- WHAT TO WORK ON
Could you output exactly the lines from the one containing "Put one point on every instance of the white curtain" through the end of the records below, and nothing more?

Point-per-instance localization data:
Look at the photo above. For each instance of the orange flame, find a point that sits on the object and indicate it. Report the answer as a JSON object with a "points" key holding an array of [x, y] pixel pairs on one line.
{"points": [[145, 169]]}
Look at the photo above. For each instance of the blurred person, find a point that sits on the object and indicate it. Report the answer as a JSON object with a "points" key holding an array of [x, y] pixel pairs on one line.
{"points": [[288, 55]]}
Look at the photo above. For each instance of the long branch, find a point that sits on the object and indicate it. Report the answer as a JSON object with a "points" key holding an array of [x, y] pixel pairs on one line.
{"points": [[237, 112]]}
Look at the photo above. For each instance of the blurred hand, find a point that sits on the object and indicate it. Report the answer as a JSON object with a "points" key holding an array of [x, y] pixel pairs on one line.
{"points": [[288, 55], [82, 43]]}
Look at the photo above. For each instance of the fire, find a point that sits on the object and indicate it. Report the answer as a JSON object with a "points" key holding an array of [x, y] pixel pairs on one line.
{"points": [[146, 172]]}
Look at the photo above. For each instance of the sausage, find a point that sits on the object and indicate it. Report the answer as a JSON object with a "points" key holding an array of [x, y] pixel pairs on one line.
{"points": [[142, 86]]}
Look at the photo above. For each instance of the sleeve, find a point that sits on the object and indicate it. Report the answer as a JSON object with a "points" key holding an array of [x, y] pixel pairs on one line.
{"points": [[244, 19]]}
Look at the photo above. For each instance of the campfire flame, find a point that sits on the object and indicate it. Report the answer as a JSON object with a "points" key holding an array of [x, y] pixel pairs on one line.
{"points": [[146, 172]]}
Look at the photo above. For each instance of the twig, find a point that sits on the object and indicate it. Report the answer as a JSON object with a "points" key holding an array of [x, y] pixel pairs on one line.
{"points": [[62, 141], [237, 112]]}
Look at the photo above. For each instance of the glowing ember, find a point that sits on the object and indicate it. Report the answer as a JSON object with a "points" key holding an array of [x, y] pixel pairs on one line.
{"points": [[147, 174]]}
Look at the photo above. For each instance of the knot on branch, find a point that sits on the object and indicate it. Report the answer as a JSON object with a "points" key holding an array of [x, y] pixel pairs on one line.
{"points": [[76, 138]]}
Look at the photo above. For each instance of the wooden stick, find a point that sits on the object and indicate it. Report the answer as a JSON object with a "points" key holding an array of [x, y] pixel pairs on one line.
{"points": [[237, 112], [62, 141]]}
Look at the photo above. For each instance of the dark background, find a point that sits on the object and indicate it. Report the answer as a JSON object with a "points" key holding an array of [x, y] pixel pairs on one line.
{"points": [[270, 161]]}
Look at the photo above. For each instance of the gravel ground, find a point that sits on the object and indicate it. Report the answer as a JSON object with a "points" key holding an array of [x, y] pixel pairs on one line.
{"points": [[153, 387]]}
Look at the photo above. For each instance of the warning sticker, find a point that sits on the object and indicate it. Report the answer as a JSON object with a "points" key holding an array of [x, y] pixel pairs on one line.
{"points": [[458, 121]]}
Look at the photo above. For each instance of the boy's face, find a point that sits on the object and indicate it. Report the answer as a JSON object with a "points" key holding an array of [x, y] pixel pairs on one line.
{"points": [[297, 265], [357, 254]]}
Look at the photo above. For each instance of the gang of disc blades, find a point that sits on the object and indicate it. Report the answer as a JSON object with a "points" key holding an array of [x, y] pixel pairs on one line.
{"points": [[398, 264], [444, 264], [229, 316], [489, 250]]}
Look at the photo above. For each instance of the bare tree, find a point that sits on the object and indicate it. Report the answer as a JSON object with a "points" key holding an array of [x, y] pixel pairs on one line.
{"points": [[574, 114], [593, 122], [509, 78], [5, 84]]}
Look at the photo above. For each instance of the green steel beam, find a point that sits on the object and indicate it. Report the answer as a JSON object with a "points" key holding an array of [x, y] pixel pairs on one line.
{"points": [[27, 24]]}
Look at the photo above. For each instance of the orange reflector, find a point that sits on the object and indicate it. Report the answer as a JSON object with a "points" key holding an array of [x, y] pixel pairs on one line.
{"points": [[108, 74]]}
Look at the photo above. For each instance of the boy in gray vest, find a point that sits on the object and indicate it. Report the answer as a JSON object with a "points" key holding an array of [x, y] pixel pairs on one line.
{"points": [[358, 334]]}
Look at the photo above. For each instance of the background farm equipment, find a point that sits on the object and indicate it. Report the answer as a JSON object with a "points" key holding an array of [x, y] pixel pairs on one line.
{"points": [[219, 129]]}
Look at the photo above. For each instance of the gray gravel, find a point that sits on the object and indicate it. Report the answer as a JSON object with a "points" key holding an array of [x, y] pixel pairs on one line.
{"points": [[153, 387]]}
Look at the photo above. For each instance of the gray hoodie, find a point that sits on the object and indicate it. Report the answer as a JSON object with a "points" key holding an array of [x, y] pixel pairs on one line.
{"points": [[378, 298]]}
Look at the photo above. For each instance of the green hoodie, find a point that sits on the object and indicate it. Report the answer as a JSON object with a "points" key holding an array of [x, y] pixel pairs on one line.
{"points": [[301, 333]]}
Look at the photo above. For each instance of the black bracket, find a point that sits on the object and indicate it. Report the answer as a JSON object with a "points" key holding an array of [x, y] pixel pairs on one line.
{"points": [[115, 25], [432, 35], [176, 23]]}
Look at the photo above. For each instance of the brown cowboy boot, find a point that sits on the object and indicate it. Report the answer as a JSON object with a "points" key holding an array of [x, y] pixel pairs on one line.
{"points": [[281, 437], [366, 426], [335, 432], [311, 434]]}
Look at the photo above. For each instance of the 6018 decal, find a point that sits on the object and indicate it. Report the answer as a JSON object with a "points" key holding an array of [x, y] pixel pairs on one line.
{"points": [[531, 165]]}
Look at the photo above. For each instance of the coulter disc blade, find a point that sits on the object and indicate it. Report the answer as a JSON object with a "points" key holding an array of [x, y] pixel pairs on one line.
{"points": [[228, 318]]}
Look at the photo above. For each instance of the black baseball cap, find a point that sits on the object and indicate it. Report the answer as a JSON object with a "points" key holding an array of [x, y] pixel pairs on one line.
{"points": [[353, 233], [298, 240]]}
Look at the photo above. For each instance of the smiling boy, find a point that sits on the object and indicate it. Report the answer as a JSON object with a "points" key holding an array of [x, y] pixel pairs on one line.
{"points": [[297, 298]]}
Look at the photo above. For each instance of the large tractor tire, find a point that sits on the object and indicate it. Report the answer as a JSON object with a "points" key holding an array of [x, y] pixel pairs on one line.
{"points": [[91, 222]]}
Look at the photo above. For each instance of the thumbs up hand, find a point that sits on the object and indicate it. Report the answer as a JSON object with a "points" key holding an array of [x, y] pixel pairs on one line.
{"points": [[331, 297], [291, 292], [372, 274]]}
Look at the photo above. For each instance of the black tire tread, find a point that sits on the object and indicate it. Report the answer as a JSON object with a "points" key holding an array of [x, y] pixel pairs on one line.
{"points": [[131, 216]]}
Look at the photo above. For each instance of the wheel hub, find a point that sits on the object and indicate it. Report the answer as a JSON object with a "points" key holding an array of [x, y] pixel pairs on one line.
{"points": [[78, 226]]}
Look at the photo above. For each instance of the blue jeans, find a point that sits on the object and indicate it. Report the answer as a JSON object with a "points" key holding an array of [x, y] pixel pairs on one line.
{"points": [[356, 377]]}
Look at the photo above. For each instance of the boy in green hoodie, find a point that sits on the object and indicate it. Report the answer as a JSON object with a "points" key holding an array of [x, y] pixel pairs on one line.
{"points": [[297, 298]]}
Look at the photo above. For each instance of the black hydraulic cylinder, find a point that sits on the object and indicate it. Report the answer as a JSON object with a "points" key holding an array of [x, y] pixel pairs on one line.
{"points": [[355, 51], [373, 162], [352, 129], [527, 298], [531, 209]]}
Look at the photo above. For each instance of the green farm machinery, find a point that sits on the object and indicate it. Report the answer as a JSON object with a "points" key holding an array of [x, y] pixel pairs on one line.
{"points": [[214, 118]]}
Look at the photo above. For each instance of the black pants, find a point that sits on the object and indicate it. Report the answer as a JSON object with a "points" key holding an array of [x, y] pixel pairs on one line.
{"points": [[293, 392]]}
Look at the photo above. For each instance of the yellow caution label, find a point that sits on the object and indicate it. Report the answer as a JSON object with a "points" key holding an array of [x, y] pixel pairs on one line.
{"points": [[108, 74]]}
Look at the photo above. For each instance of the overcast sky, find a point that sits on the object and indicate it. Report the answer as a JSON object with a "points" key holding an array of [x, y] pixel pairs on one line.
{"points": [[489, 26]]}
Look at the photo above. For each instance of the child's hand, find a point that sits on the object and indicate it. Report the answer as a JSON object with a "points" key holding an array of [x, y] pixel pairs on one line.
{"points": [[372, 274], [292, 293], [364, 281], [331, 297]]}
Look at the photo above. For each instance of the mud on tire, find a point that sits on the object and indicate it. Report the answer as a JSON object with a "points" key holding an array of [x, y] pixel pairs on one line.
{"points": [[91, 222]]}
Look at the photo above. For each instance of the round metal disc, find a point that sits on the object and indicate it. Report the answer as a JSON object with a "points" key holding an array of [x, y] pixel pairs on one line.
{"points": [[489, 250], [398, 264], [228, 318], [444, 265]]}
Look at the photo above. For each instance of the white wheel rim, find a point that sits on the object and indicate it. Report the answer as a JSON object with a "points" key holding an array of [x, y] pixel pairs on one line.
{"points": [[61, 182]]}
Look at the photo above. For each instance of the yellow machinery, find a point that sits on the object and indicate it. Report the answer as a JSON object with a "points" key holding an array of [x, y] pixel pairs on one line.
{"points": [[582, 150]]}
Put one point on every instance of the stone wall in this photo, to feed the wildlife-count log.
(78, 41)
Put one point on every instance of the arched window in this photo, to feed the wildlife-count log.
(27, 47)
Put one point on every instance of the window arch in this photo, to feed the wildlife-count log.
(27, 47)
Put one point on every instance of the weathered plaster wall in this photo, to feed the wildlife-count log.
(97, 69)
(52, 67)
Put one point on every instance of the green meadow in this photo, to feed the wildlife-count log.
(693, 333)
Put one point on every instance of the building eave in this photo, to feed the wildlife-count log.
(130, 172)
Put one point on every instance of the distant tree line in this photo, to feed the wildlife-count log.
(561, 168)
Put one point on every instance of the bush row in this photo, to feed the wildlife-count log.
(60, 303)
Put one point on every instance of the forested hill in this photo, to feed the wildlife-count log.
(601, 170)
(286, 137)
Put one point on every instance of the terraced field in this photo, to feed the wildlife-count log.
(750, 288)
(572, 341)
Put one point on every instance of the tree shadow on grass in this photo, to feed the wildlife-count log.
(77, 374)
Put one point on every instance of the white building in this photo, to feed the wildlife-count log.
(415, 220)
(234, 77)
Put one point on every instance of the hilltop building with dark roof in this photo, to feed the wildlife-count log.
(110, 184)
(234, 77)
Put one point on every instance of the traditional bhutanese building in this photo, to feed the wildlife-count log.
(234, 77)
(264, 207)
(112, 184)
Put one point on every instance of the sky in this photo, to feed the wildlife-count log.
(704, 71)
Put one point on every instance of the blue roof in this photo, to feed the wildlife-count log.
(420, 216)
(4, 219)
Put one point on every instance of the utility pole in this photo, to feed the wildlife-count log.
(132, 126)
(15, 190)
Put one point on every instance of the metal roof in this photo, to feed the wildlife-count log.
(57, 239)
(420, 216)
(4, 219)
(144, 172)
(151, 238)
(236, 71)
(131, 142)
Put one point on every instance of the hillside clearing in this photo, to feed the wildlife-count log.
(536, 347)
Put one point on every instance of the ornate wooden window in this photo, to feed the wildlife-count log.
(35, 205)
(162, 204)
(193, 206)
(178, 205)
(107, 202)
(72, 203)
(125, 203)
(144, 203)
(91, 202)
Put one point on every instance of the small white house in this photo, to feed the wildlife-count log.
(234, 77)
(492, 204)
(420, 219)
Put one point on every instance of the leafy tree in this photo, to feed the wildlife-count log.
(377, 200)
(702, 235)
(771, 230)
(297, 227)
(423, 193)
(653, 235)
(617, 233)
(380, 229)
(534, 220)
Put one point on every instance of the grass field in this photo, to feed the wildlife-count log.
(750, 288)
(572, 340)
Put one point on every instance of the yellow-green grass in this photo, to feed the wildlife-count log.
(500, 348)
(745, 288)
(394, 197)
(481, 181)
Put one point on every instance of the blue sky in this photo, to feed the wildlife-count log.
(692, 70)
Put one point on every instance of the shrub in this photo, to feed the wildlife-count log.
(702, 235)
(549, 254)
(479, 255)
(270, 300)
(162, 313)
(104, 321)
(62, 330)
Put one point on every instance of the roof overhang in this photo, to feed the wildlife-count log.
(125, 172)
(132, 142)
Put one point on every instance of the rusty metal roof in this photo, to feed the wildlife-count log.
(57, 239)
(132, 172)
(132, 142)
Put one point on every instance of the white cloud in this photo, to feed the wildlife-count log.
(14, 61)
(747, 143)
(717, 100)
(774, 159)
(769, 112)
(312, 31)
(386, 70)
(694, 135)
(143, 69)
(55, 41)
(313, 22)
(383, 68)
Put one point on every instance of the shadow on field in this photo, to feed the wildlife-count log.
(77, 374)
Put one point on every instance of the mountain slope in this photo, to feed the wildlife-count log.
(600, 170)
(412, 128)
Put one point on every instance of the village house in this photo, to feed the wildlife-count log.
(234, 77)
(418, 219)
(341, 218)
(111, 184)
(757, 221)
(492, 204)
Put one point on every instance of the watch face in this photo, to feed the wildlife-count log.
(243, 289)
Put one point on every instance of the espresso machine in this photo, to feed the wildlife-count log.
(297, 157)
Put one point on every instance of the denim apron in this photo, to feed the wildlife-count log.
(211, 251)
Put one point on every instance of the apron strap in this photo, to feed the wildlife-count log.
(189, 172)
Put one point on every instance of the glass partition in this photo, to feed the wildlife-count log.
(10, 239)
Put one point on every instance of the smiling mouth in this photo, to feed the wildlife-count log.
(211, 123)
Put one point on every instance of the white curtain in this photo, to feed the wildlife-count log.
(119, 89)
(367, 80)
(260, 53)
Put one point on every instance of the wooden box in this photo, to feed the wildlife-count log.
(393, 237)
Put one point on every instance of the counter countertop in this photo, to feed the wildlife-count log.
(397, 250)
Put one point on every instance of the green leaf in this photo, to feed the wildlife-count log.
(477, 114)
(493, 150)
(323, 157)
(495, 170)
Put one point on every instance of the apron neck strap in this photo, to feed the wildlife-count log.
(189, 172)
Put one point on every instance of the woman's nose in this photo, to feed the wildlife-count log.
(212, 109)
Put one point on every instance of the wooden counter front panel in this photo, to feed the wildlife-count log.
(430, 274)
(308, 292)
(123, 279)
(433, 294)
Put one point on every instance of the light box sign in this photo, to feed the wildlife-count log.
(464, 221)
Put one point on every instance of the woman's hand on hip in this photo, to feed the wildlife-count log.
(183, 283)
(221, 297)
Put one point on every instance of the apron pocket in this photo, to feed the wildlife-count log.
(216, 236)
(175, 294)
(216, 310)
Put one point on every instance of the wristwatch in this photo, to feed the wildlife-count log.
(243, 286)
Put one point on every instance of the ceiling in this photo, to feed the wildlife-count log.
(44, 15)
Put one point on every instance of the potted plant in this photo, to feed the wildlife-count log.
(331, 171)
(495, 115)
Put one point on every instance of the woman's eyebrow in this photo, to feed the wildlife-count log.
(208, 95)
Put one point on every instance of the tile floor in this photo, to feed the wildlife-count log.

- TASK SOLUTION
Put one point on every instance of the white curtain in this photo, to feed the wildlife-count log.
(119, 89)
(367, 80)
(260, 53)
Put one point on every instance of the wooden box in this photo, to feed the wildlife-count log.
(393, 237)
Put one point on every instance of the counter countertop in this photo, to feed the wildlife-count log.
(397, 250)
Put one point on every instance of the green leaf in this photo, to feed the wildlife-count log.
(477, 114)
(493, 150)
(323, 157)
(495, 170)
Put one point on every instance of the apron neck strap in this photo, to feed the wildlife-count log.
(189, 172)
Put one point on every instance of the woman's nose in this photo, to feed the wildlife-count log.
(212, 109)
Put one point on every instance of the wooden counter front panel in this photo, to feed the wildlife-count log.
(430, 274)
(308, 292)
(123, 279)
(433, 294)
Put one point on every instance of the light box sign in this photo, to feed the wildlife-count log.
(464, 221)
Put one point on every instance of the woman's hand on hip in this photo, to feed the wildlife-count log.
(183, 283)
(221, 297)
Put one point on every instance of the apron pocket in this photo, to feed the wildlife-count log.
(216, 236)
(175, 294)
(216, 310)
Put one point on every instance of the wristwatch in this photo, to feed the wildlife-count log.
(243, 286)
Put one point on every instance of the ceiling in this photo, to feed the wildlife-count log.
(44, 15)
Put one point on every instance of the potted plant in this photo, to feed the wildlife-count log.
(331, 171)
(495, 115)
Put one point on every instance of the woman's eyebrow in this photo, to feed the wildlife-count log.
(208, 95)
Put one point on every instance of the tile floor in this photo, to feed the wildlife-count log.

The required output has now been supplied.